- [HOW TO COMPLETE THIS TASK]:
An exact reproduction of the lines from the one with "Specification: The model inspects the bare tree" to the end of the data below is required. No other lines may be included.

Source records
==============================

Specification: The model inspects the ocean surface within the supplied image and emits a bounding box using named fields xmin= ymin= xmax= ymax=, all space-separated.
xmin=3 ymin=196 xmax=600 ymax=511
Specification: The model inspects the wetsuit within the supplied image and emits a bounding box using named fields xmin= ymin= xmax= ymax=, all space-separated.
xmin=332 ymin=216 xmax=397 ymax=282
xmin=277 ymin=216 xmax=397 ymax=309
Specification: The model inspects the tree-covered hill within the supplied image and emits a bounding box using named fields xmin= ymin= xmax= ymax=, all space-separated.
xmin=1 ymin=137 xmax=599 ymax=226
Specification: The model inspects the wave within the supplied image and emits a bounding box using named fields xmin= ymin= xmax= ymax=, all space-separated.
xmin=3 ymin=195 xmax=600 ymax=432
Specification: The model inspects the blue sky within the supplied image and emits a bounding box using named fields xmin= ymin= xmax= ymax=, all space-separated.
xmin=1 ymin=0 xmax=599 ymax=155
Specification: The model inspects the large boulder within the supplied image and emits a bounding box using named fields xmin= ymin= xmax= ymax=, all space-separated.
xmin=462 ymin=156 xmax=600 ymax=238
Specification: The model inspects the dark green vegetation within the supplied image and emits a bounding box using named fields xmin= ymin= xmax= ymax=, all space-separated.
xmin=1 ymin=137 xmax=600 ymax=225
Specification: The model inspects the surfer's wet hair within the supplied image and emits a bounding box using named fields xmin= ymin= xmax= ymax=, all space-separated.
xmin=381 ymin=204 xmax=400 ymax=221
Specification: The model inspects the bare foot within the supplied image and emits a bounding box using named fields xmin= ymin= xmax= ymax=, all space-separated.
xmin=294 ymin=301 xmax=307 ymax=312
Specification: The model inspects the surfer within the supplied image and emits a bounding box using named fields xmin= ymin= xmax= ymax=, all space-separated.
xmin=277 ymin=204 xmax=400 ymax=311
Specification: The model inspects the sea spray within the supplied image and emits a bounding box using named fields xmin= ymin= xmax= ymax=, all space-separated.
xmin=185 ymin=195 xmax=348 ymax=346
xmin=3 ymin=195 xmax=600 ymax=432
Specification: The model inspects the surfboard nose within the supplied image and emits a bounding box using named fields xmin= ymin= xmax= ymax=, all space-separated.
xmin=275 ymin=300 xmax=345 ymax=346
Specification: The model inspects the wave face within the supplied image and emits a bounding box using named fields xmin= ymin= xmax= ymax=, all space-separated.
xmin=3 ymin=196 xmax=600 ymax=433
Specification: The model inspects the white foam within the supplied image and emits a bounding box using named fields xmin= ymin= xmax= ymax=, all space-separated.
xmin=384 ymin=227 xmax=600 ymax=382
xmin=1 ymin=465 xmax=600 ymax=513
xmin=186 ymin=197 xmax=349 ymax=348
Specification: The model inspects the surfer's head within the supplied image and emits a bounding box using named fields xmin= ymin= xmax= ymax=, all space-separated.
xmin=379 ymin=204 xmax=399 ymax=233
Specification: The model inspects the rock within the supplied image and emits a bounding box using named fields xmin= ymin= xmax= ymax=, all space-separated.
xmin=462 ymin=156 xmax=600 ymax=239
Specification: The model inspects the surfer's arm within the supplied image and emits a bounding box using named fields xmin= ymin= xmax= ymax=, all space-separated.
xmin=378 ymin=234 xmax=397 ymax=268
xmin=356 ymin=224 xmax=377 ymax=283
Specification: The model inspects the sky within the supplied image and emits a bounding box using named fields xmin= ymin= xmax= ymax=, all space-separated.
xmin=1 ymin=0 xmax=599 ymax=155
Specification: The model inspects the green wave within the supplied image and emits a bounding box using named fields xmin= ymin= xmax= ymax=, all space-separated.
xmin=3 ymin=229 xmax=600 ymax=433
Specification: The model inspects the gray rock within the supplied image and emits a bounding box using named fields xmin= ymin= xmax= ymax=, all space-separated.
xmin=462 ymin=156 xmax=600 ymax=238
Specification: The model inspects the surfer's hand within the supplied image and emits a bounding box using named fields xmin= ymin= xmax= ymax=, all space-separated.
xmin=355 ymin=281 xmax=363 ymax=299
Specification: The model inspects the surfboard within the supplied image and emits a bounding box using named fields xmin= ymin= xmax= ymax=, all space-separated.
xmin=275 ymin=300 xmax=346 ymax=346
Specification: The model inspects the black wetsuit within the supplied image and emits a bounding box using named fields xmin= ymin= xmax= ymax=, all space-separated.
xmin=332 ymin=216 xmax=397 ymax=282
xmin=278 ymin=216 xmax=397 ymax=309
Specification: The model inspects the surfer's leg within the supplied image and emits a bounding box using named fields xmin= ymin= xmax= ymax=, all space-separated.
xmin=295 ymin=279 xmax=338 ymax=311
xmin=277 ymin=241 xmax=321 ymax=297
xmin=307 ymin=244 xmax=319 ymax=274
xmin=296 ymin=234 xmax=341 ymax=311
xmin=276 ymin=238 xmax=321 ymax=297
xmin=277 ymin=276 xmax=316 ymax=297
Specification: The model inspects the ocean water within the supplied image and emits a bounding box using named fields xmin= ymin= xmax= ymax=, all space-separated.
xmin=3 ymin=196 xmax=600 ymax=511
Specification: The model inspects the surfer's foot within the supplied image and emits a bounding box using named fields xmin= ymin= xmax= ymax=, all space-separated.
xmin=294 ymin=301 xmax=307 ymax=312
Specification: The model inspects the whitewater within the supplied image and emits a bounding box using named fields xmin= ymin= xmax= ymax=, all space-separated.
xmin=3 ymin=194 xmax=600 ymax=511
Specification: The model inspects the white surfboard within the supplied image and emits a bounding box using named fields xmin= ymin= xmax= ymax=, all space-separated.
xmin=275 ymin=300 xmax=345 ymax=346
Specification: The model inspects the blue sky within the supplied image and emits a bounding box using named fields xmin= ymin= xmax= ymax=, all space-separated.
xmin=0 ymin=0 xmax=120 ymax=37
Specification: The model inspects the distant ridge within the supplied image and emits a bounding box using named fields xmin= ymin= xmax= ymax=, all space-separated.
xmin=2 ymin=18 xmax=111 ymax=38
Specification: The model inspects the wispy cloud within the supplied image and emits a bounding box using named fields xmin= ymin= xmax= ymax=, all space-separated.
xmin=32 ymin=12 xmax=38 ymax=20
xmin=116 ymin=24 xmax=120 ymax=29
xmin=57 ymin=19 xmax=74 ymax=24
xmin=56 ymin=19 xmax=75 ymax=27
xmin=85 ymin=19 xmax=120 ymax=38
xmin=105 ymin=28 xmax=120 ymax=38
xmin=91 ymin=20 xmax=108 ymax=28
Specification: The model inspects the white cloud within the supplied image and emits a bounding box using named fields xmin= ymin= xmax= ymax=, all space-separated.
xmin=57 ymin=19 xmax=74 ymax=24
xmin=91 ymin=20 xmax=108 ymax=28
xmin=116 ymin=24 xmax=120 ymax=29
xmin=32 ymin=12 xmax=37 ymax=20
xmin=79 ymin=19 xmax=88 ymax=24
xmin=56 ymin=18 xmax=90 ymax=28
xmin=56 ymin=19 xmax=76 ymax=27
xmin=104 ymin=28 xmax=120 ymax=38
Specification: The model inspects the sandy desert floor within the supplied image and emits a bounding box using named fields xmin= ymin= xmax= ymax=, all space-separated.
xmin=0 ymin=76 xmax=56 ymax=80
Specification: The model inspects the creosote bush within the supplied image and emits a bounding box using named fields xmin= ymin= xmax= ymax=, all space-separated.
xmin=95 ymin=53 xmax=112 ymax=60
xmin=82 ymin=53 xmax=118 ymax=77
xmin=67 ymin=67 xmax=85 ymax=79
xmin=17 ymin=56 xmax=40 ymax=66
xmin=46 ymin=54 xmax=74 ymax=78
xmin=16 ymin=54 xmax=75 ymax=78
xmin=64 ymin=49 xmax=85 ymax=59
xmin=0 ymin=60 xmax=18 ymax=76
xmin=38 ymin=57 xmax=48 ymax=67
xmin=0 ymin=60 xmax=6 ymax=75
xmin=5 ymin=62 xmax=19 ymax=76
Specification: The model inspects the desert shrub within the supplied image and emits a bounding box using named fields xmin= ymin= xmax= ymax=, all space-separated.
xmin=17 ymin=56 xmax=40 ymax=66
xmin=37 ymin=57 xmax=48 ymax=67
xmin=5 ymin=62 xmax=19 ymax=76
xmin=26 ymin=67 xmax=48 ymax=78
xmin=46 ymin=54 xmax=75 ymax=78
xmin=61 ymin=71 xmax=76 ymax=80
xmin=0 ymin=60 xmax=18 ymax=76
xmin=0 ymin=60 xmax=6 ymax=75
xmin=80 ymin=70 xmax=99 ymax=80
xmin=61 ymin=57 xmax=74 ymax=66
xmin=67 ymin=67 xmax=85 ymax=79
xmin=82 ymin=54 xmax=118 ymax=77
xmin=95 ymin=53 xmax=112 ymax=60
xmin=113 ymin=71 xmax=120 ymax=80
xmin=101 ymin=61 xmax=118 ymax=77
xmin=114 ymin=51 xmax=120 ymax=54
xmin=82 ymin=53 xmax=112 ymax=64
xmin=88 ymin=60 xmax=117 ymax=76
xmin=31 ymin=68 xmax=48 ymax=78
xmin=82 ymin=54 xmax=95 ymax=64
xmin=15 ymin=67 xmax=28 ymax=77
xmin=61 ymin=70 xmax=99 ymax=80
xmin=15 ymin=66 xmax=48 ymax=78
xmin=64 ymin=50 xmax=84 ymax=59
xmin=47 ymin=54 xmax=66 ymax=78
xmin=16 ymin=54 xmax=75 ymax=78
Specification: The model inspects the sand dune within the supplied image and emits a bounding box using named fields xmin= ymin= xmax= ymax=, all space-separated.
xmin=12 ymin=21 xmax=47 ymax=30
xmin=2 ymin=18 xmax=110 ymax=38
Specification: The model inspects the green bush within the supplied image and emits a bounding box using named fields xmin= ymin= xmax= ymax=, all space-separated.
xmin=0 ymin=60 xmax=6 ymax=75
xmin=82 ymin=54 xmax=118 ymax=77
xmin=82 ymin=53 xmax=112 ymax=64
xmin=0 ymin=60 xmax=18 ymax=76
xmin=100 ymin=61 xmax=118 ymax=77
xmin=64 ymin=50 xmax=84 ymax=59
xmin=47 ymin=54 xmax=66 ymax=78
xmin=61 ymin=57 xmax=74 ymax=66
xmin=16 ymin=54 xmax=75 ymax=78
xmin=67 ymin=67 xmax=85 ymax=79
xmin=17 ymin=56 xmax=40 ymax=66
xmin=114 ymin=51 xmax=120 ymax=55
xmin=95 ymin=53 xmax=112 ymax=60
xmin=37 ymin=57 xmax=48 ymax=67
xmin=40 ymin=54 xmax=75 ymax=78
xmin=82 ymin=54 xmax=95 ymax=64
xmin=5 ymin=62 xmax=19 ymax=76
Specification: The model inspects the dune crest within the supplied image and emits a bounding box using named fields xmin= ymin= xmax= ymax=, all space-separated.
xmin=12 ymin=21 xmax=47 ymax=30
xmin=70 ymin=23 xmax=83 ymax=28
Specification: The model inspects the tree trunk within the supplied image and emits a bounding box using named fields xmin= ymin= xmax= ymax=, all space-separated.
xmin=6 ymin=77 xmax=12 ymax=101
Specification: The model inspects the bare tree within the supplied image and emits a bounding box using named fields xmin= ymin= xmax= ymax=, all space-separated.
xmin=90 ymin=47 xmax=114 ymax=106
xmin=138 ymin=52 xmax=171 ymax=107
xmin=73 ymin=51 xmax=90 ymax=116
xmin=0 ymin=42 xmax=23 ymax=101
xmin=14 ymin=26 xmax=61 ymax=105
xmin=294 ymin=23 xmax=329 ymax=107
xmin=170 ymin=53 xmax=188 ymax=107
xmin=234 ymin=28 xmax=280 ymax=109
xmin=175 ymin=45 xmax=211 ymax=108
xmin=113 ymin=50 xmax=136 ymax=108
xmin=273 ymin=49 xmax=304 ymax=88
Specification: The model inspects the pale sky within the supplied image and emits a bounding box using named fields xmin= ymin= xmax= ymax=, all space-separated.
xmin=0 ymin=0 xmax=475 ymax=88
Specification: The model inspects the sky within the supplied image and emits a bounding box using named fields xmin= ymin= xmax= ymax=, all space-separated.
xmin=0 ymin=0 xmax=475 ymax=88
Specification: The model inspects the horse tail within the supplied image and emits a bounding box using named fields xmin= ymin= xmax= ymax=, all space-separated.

==============================

- [ANSWER TO THIS PROBLEM]:
Specification: The model inspects the bare tree within the supplied image and emits a bounding box using named fields xmin= ymin= xmax= ymax=, all space-separated.
xmin=90 ymin=47 xmax=114 ymax=106
xmin=138 ymin=52 xmax=171 ymax=107
xmin=73 ymin=51 xmax=90 ymax=116
xmin=0 ymin=42 xmax=23 ymax=101
xmin=14 ymin=26 xmax=61 ymax=105
xmin=294 ymin=23 xmax=329 ymax=107
xmin=170 ymin=53 xmax=188 ymax=107
xmin=234 ymin=28 xmax=280 ymax=109
xmin=175 ymin=45 xmax=211 ymax=108
xmin=113 ymin=50 xmax=136 ymax=108
xmin=273 ymin=49 xmax=304 ymax=88
Specification: The model inspects the pale sky within the supplied image and emits a bounding box using named fields xmin= ymin= xmax= ymax=, all space-separated.
xmin=0 ymin=0 xmax=475 ymax=88
Specification: The model inspects the sky within the supplied image and emits a bounding box using named fields xmin= ymin= xmax= ymax=, all space-separated.
xmin=0 ymin=0 xmax=475 ymax=88
Specification: The model inspects the horse tail within the supplied image and emits a bounding box using named fields xmin= ymin= xmax= ymax=, all space-separated.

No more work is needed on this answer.